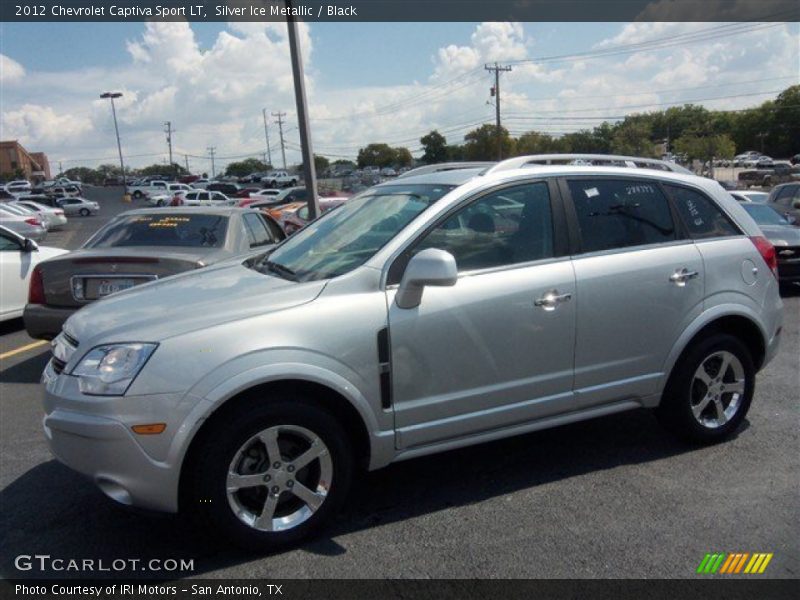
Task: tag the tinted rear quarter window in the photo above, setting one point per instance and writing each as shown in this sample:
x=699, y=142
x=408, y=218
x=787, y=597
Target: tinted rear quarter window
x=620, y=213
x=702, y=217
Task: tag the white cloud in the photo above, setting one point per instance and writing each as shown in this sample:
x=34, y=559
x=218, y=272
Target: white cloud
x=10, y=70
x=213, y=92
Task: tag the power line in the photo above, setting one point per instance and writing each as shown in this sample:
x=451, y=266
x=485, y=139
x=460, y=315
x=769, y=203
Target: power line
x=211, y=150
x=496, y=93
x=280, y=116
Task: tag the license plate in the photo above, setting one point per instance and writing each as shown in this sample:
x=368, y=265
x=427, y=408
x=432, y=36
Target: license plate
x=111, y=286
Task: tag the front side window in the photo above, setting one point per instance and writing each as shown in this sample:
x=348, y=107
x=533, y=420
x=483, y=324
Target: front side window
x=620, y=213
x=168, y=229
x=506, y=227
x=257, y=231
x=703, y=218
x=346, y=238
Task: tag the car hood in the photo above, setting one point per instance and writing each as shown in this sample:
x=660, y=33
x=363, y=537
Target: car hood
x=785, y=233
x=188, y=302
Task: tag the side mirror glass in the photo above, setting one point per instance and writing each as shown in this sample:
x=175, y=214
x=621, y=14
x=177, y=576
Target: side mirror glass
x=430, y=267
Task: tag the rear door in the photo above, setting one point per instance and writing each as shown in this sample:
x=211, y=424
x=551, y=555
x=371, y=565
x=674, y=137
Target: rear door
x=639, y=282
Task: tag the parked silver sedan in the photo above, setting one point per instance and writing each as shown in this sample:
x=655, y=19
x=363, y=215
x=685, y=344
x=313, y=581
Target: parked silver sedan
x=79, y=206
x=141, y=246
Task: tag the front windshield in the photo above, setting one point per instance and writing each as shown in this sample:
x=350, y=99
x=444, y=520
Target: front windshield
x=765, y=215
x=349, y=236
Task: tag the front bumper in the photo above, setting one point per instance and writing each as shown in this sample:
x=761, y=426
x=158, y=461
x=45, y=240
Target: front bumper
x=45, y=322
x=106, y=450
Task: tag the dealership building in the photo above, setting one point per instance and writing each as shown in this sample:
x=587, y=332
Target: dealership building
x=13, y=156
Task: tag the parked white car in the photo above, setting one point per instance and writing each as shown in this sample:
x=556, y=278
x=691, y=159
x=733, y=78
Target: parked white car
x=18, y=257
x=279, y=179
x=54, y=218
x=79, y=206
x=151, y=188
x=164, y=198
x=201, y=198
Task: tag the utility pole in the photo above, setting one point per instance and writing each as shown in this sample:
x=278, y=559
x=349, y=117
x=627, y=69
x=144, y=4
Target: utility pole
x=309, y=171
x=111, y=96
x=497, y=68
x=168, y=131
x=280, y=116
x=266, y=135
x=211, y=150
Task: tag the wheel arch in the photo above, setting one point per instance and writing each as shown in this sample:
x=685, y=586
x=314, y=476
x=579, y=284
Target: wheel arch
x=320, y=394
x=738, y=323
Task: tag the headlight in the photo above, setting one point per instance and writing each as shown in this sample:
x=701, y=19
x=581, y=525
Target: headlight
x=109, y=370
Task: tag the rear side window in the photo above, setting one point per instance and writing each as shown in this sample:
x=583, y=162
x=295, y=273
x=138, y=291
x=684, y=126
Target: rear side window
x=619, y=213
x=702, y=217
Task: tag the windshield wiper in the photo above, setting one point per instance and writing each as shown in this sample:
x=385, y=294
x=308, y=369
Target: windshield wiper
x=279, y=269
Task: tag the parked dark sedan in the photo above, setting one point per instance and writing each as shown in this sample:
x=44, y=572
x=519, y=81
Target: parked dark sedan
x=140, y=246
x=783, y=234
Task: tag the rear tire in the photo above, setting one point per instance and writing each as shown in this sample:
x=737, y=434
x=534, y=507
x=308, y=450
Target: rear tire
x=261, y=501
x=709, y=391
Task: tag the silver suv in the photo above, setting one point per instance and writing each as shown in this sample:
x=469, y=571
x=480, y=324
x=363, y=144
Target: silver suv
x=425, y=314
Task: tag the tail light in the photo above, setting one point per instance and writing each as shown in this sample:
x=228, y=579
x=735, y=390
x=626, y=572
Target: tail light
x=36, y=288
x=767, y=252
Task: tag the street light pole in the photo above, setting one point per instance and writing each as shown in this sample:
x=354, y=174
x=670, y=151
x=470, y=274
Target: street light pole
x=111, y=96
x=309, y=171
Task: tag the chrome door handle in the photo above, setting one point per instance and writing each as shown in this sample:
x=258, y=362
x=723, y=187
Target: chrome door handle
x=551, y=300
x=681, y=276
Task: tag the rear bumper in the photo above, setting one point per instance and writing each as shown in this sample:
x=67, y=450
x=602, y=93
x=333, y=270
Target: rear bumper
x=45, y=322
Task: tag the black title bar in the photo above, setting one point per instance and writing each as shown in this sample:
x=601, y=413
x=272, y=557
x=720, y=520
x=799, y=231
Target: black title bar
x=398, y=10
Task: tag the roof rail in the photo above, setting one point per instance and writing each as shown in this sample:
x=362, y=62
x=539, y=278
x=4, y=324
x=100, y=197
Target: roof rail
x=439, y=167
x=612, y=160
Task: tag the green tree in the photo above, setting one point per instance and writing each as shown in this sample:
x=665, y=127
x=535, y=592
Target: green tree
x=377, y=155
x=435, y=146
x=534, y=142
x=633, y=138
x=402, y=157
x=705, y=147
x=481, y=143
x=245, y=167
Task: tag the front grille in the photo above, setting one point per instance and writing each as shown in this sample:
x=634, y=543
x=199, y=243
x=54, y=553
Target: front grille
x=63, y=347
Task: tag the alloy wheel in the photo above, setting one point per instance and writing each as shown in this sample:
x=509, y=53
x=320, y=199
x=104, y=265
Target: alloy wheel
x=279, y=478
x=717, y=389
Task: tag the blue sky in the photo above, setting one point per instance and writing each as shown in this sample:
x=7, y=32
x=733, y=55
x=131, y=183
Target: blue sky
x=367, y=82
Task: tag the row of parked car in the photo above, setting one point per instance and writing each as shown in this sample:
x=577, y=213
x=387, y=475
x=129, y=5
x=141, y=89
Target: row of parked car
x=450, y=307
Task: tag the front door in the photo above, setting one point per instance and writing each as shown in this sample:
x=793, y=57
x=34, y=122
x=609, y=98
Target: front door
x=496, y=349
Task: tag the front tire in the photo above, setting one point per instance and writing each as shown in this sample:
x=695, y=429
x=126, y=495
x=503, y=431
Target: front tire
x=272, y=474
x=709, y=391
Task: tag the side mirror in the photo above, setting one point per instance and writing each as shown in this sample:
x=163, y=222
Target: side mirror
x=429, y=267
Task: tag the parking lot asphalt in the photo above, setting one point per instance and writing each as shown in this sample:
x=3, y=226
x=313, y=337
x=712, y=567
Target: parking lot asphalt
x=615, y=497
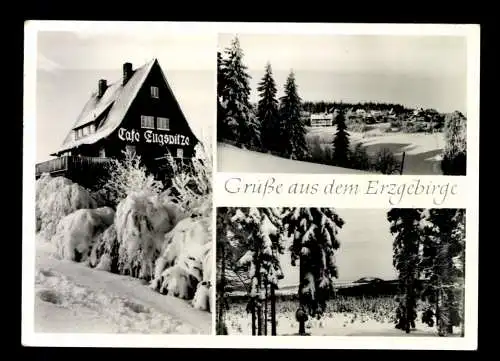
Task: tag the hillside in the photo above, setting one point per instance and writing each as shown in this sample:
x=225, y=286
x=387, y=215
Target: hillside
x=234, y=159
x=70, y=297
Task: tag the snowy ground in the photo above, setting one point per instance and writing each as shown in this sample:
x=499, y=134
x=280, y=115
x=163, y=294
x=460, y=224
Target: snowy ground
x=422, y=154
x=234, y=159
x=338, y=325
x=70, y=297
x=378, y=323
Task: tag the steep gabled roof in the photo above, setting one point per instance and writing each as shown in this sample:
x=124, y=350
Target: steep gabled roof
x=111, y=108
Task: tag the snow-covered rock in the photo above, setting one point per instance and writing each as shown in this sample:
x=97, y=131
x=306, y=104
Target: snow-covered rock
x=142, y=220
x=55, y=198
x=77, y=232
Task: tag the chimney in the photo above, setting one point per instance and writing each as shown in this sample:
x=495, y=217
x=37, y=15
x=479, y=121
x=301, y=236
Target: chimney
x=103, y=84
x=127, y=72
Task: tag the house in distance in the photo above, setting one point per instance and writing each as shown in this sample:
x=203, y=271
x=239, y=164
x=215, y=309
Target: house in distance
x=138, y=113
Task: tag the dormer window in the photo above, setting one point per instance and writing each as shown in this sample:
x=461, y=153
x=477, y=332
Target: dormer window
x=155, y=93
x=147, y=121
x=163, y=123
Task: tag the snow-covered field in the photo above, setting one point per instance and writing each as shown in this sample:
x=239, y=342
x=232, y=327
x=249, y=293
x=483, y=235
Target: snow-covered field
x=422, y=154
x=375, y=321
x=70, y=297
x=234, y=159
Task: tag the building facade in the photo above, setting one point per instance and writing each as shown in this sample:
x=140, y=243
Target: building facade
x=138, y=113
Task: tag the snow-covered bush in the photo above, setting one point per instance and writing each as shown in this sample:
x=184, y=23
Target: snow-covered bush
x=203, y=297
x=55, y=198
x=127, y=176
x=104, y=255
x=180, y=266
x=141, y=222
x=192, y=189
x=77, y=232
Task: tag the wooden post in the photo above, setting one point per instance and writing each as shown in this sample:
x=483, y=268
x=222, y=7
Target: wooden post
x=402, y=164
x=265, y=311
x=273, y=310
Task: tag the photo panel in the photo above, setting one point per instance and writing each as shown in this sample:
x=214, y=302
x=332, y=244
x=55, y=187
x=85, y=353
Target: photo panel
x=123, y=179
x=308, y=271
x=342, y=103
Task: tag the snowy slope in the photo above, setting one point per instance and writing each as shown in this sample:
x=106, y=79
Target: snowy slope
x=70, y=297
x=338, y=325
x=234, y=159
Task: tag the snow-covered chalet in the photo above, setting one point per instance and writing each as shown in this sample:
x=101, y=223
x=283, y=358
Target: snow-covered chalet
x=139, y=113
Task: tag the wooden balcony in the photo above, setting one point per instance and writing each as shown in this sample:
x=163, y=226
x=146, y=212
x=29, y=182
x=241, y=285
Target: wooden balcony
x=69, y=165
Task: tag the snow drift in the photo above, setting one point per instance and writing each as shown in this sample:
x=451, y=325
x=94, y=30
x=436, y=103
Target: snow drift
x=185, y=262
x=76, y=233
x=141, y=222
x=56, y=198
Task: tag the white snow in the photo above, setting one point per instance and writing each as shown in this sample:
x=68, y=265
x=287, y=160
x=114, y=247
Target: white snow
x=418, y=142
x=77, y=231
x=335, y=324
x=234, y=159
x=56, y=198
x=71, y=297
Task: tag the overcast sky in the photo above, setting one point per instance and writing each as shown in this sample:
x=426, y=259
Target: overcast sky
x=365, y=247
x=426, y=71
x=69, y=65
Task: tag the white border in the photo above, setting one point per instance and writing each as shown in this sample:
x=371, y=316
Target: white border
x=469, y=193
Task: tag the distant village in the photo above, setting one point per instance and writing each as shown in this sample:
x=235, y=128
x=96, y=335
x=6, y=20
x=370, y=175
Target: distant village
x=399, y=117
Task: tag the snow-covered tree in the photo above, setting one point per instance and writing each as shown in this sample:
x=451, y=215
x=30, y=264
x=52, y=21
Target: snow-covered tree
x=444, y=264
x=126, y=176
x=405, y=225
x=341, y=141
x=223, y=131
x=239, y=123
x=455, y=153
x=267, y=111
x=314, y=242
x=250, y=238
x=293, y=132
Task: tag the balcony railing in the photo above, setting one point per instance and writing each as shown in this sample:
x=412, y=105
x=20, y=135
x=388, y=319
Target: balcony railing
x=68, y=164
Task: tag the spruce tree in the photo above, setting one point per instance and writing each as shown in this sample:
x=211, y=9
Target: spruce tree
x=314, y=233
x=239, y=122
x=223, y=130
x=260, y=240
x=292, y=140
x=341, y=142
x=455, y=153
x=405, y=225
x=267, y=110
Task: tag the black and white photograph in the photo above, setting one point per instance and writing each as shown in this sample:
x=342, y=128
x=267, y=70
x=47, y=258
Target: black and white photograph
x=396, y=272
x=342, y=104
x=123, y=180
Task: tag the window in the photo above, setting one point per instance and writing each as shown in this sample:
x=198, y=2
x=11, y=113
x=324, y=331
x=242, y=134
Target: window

━━━━━━━━━━━━━━━━━━━━━━━━━━━━━━

[Exercise description] Copy out the items above word for word, starting with the line that contains "Task: tag the parked white" and going on through the line that contains "x=109, y=370", both included.

[Response to this task]
Task: tag the parked white car in the photo above, setting one point per instance and writing each as shown in this sample:
x=556, y=278
x=691, y=159
x=733, y=78
Target: parked white car
x=18, y=257
x=279, y=179
x=54, y=218
x=79, y=206
x=151, y=188
x=164, y=198
x=201, y=198
Task: tag the utility pole in the photo above, setting one point per instance and writing each as shown in this sample:
x=278, y=559
x=349, y=117
x=627, y=69
x=144, y=4
Target: utility pole
x=309, y=171
x=111, y=96
x=497, y=68
x=168, y=131
x=280, y=116
x=266, y=135
x=211, y=150
Task: tag the wheel arch in the photo above, setting one point per instance and writing each as shown in this sample:
x=685, y=586
x=314, y=476
x=579, y=284
Target: wheel arch
x=320, y=394
x=738, y=323
Task: tag the headlight in the photo above, setting one point per instance and writing each as shown in this sample:
x=701, y=19
x=581, y=525
Target: headlight
x=109, y=370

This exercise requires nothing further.